- [AIM OF THE EXERCISE]: Give the lines again exactly, from the one holding "Locate the rocky foreground" to the last line of the listing below, both ends included and nothing added.
---- INFORMATION SHOWN
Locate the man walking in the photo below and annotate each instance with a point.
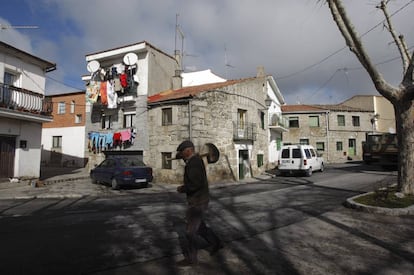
(196, 188)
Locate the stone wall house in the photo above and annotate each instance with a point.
(63, 139)
(336, 131)
(231, 114)
(23, 109)
(383, 120)
(117, 89)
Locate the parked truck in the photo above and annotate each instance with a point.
(381, 149)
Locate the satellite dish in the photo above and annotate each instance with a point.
(93, 66)
(130, 59)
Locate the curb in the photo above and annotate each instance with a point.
(350, 203)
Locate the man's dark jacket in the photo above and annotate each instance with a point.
(195, 181)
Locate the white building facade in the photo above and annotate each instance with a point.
(23, 109)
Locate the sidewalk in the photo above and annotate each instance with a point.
(57, 182)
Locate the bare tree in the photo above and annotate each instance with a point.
(401, 97)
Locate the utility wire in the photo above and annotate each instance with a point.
(341, 49)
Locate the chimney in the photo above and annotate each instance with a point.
(177, 80)
(260, 72)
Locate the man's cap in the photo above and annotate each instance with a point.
(185, 144)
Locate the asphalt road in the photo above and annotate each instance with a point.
(284, 225)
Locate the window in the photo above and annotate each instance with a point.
(11, 79)
(294, 122)
(61, 108)
(320, 146)
(262, 116)
(57, 142)
(166, 160)
(129, 120)
(339, 146)
(241, 118)
(313, 121)
(285, 154)
(296, 154)
(106, 122)
(78, 118)
(166, 116)
(259, 160)
(278, 144)
(341, 120)
(355, 121)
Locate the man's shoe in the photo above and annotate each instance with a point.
(186, 262)
(216, 248)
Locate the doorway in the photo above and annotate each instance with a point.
(244, 164)
(7, 153)
(351, 147)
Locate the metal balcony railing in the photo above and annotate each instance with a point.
(244, 131)
(23, 100)
(279, 121)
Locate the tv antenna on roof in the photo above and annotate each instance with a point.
(179, 32)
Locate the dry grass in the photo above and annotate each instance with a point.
(385, 197)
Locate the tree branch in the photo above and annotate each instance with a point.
(408, 76)
(354, 43)
(399, 40)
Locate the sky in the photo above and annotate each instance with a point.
(296, 41)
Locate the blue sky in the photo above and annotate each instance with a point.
(292, 39)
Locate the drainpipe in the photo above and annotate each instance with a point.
(327, 135)
(190, 121)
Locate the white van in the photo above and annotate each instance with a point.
(299, 158)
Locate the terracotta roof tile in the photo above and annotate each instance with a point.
(320, 108)
(301, 108)
(191, 91)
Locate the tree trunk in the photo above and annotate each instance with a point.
(404, 115)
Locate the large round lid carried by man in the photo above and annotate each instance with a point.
(185, 144)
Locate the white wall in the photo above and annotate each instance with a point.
(73, 140)
(31, 77)
(27, 160)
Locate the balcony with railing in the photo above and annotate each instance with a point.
(25, 101)
(244, 131)
(279, 123)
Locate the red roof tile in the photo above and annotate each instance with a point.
(301, 108)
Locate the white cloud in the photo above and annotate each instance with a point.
(285, 36)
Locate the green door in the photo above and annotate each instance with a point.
(351, 147)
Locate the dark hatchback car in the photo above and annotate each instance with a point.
(120, 171)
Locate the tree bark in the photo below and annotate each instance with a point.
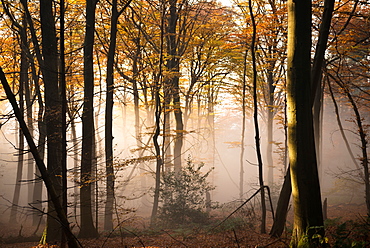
(52, 112)
(108, 216)
(49, 183)
(308, 218)
(316, 73)
(255, 118)
(87, 226)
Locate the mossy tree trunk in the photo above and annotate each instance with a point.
(308, 218)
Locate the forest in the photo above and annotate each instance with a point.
(184, 123)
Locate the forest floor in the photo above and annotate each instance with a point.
(346, 226)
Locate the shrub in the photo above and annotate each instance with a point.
(183, 195)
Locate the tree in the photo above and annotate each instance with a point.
(47, 178)
(53, 111)
(87, 225)
(308, 218)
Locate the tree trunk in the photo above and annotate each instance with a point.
(173, 81)
(282, 206)
(87, 226)
(52, 112)
(308, 218)
(108, 216)
(23, 80)
(316, 73)
(46, 175)
(255, 118)
(270, 122)
(242, 148)
(316, 78)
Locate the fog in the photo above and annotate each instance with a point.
(221, 151)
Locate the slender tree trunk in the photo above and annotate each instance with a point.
(63, 89)
(158, 109)
(242, 148)
(270, 124)
(41, 126)
(18, 179)
(23, 80)
(308, 218)
(87, 226)
(255, 118)
(173, 91)
(108, 216)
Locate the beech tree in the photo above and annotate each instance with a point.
(308, 218)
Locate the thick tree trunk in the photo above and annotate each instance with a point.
(308, 218)
(49, 182)
(52, 112)
(87, 226)
(316, 73)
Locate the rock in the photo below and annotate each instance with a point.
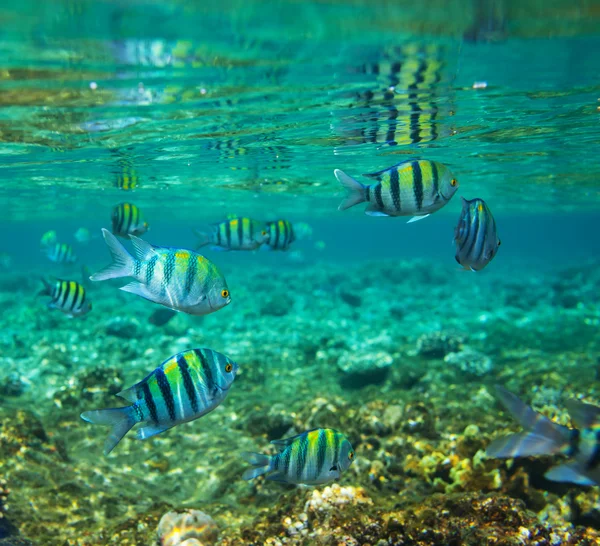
(470, 362)
(364, 368)
(188, 528)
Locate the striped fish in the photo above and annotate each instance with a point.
(48, 239)
(67, 296)
(127, 220)
(235, 234)
(314, 457)
(412, 188)
(475, 235)
(281, 235)
(176, 278)
(184, 387)
(544, 437)
(61, 253)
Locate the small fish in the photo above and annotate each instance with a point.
(83, 236)
(160, 317)
(314, 457)
(48, 239)
(415, 188)
(475, 235)
(127, 220)
(184, 387)
(281, 235)
(61, 253)
(176, 278)
(235, 234)
(544, 437)
(6, 260)
(67, 296)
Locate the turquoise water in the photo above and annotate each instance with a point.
(196, 113)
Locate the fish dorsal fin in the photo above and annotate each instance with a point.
(143, 250)
(377, 175)
(583, 415)
(284, 442)
(129, 394)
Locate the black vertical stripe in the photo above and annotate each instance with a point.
(166, 392)
(190, 273)
(188, 382)
(206, 369)
(228, 234)
(150, 268)
(241, 232)
(378, 196)
(417, 184)
(302, 456)
(150, 402)
(66, 294)
(395, 188)
(321, 451)
(436, 178)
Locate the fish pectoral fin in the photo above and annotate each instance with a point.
(572, 473)
(374, 212)
(150, 430)
(277, 477)
(417, 218)
(139, 289)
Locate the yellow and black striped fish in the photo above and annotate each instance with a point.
(281, 234)
(475, 235)
(311, 458)
(235, 234)
(61, 253)
(184, 387)
(67, 296)
(412, 188)
(127, 220)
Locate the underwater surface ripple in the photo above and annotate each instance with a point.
(348, 381)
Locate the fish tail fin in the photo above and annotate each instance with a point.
(122, 264)
(203, 238)
(47, 289)
(261, 464)
(120, 419)
(542, 436)
(356, 190)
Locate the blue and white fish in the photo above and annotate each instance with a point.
(67, 296)
(184, 387)
(544, 437)
(176, 278)
(314, 457)
(475, 235)
(60, 253)
(412, 188)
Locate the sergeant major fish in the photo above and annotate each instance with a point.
(475, 235)
(67, 296)
(280, 235)
(235, 234)
(61, 253)
(176, 278)
(127, 220)
(544, 437)
(314, 457)
(184, 387)
(415, 188)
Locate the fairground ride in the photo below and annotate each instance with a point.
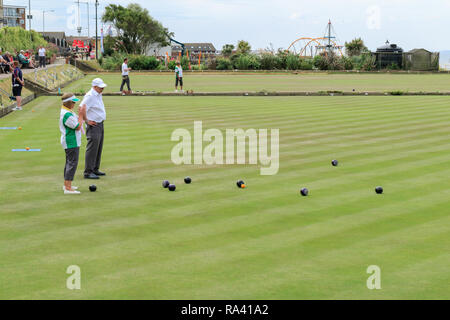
(310, 47)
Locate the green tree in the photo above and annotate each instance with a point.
(135, 28)
(355, 47)
(243, 47)
(227, 50)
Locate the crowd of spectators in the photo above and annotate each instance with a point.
(27, 59)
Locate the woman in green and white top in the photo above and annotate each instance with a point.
(70, 126)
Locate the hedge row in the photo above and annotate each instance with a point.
(266, 61)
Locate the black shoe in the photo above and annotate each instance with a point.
(91, 176)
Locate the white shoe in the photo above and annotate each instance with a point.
(71, 192)
(74, 188)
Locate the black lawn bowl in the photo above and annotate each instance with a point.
(166, 184)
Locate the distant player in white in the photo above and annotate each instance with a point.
(125, 77)
(179, 77)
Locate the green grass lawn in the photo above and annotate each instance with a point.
(273, 82)
(133, 239)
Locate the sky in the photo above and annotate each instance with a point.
(268, 23)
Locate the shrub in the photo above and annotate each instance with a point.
(247, 62)
(306, 64)
(224, 64)
(143, 62)
(172, 64)
(293, 62)
(282, 59)
(269, 61)
(347, 63)
(16, 38)
(198, 67)
(320, 63)
(211, 64)
(185, 63)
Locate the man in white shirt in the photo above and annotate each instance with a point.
(125, 77)
(93, 111)
(42, 58)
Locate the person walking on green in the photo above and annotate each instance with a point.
(178, 77)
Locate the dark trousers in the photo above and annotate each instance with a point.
(70, 168)
(42, 62)
(125, 80)
(94, 135)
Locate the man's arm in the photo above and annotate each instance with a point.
(82, 114)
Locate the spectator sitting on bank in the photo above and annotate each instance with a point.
(26, 63)
(9, 59)
(4, 65)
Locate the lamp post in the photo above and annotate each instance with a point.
(87, 4)
(43, 20)
(29, 15)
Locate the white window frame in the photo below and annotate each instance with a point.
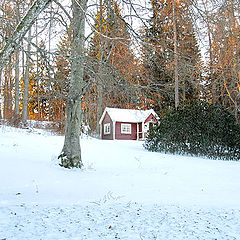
(126, 128)
(106, 128)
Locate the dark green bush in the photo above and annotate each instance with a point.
(199, 129)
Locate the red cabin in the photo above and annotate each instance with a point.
(126, 124)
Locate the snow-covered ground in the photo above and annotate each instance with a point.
(123, 192)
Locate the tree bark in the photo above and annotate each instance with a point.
(70, 156)
(26, 82)
(16, 109)
(175, 57)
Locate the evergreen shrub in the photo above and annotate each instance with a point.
(199, 129)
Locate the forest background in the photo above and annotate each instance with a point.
(127, 54)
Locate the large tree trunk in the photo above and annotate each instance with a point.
(71, 153)
(16, 110)
(26, 82)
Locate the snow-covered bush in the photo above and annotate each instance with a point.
(200, 129)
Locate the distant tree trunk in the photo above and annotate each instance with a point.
(17, 75)
(24, 25)
(71, 153)
(26, 82)
(0, 94)
(99, 105)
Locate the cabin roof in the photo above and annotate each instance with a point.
(127, 115)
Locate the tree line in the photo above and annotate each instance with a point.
(65, 62)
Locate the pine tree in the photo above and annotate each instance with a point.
(158, 54)
(114, 62)
(224, 84)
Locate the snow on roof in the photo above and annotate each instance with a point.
(127, 115)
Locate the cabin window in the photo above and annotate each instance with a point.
(126, 128)
(107, 128)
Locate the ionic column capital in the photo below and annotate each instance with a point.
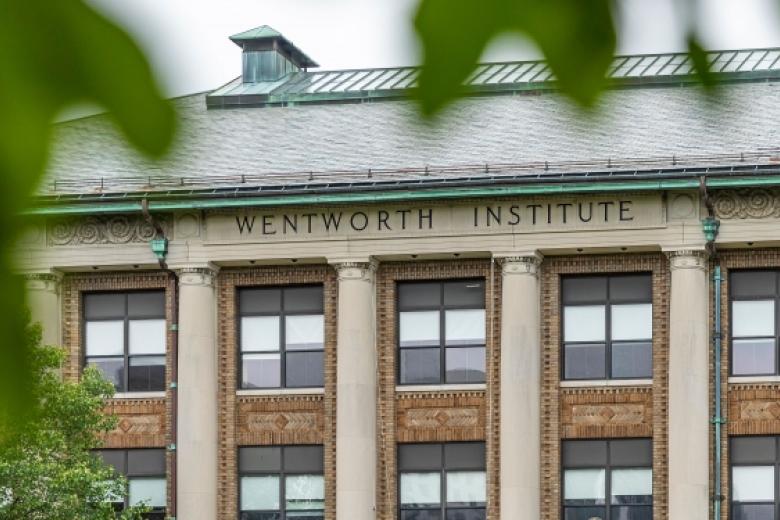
(204, 275)
(520, 264)
(48, 281)
(687, 259)
(355, 271)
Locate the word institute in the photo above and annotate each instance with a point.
(430, 218)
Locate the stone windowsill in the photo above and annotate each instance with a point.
(139, 395)
(754, 379)
(606, 383)
(281, 391)
(440, 388)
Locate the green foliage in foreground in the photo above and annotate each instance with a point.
(576, 37)
(46, 468)
(54, 54)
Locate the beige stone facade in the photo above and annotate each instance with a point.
(520, 247)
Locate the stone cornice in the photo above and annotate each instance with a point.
(353, 271)
(200, 275)
(687, 259)
(44, 281)
(528, 264)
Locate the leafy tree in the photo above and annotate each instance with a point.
(53, 55)
(46, 468)
(576, 37)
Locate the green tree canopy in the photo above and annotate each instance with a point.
(47, 469)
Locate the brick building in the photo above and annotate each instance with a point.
(320, 307)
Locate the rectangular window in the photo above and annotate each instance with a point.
(755, 463)
(144, 470)
(754, 299)
(608, 479)
(282, 337)
(441, 332)
(281, 483)
(442, 481)
(607, 327)
(125, 338)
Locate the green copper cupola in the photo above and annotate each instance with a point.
(269, 56)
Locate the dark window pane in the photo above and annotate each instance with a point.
(256, 515)
(465, 365)
(582, 289)
(753, 512)
(419, 295)
(632, 360)
(260, 301)
(415, 457)
(420, 366)
(752, 356)
(104, 305)
(584, 361)
(421, 514)
(633, 288)
(303, 459)
(146, 304)
(115, 459)
(585, 513)
(464, 455)
(469, 293)
(146, 374)
(261, 371)
(304, 369)
(465, 514)
(112, 369)
(145, 462)
(748, 450)
(261, 459)
(304, 299)
(584, 453)
(632, 513)
(631, 453)
(749, 284)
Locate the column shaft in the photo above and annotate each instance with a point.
(43, 299)
(356, 394)
(688, 388)
(520, 390)
(197, 441)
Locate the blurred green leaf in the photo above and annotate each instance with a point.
(701, 64)
(577, 38)
(53, 55)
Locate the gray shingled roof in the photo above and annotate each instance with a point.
(651, 122)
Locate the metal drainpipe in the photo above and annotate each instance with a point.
(159, 246)
(710, 227)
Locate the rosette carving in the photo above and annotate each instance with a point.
(113, 229)
(748, 203)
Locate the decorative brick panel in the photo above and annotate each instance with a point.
(454, 409)
(558, 413)
(143, 423)
(745, 407)
(280, 419)
(606, 413)
(440, 417)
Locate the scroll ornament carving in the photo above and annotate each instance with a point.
(114, 229)
(748, 203)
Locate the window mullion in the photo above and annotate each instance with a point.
(126, 340)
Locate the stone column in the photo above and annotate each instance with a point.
(197, 440)
(520, 389)
(356, 381)
(43, 299)
(688, 387)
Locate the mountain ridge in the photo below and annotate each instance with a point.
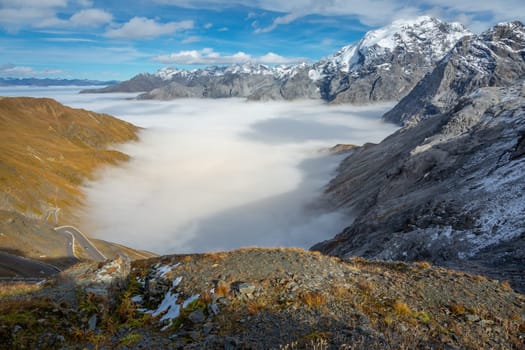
(445, 187)
(383, 66)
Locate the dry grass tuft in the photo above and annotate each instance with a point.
(423, 264)
(313, 299)
(506, 286)
(457, 309)
(222, 290)
(255, 306)
(401, 308)
(17, 288)
(365, 286)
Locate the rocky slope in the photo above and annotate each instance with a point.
(494, 58)
(262, 299)
(383, 66)
(448, 187)
(387, 62)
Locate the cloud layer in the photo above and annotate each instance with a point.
(211, 174)
(209, 56)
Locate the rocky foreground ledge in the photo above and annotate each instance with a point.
(262, 299)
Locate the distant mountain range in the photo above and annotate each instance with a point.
(53, 82)
(383, 66)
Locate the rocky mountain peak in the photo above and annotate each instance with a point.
(511, 34)
(494, 58)
(425, 34)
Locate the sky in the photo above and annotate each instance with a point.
(115, 40)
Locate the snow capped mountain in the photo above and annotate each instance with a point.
(383, 66)
(279, 72)
(494, 58)
(427, 35)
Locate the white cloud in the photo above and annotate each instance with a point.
(44, 14)
(90, 18)
(208, 56)
(14, 71)
(278, 21)
(85, 3)
(33, 3)
(144, 28)
(372, 12)
(70, 40)
(250, 188)
(191, 39)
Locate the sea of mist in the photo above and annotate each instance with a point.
(212, 175)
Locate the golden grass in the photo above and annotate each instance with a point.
(255, 306)
(365, 286)
(313, 299)
(48, 150)
(457, 309)
(401, 308)
(222, 290)
(423, 264)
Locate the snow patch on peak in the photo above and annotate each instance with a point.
(427, 35)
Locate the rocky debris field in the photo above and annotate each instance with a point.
(263, 299)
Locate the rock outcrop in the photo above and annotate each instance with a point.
(447, 187)
(266, 299)
(383, 66)
(494, 58)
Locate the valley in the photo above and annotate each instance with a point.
(372, 199)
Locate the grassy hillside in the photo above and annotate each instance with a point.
(47, 150)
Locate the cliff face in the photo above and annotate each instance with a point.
(446, 187)
(383, 66)
(494, 58)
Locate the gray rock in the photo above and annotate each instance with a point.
(445, 190)
(92, 323)
(196, 316)
(359, 74)
(493, 58)
(243, 288)
(213, 309)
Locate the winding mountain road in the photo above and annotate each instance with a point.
(18, 266)
(73, 235)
--------
- [SOLUTION FOR THIS EXERCISE]:
Locate the rocky foreground ledge in the photo above and annotate each instance with a point.
(262, 299)
Locate the distant mountain range in the photo above and annotate each instance with a point.
(53, 82)
(383, 66)
Locate the rocky mountain peak in the photo above and annotate each instance with a point.
(511, 34)
(494, 58)
(425, 34)
Locate the sky in the photo above and annotate each instance with a point.
(115, 40)
Locate the snow capped mountain in the photo above and annotate each instance with a point.
(383, 66)
(279, 72)
(494, 58)
(427, 35)
Locate the white cloud in the photo above and annotate each instance with a point.
(44, 14)
(90, 18)
(208, 56)
(14, 71)
(278, 21)
(85, 3)
(33, 3)
(144, 28)
(372, 12)
(70, 40)
(250, 188)
(191, 39)
Locate the sea of mist in the photo above and annotate each instance with a point.
(212, 175)
Locate the golden grass in the photo above and annotate each instance with a point.
(255, 306)
(365, 286)
(313, 299)
(48, 150)
(457, 309)
(401, 308)
(222, 290)
(423, 264)
Locate the snow patch on peak in the photo above and annotate each instance with a point.
(427, 35)
Locate the rocky debris field in the photo above and annotate each instance with a point.
(263, 299)
Locate the rock outcrop in the photo above and annotate each instance with a point.
(447, 187)
(266, 299)
(383, 66)
(494, 58)
Locate the valley in the photo above and annotate each instance with a point.
(372, 199)
Locate the grassy hillside in the photo above and annotate each instance with a point.
(47, 150)
Locate the cliff face in the photo above and annotate each instance with a point.
(446, 187)
(383, 66)
(494, 58)
Locate the gray rock in the photo above and annotate each instance with a point.
(445, 190)
(92, 323)
(196, 316)
(359, 74)
(493, 58)
(243, 288)
(213, 309)
Locate the winding mountain road in the photo above and annotate each instance with a point.
(18, 266)
(73, 235)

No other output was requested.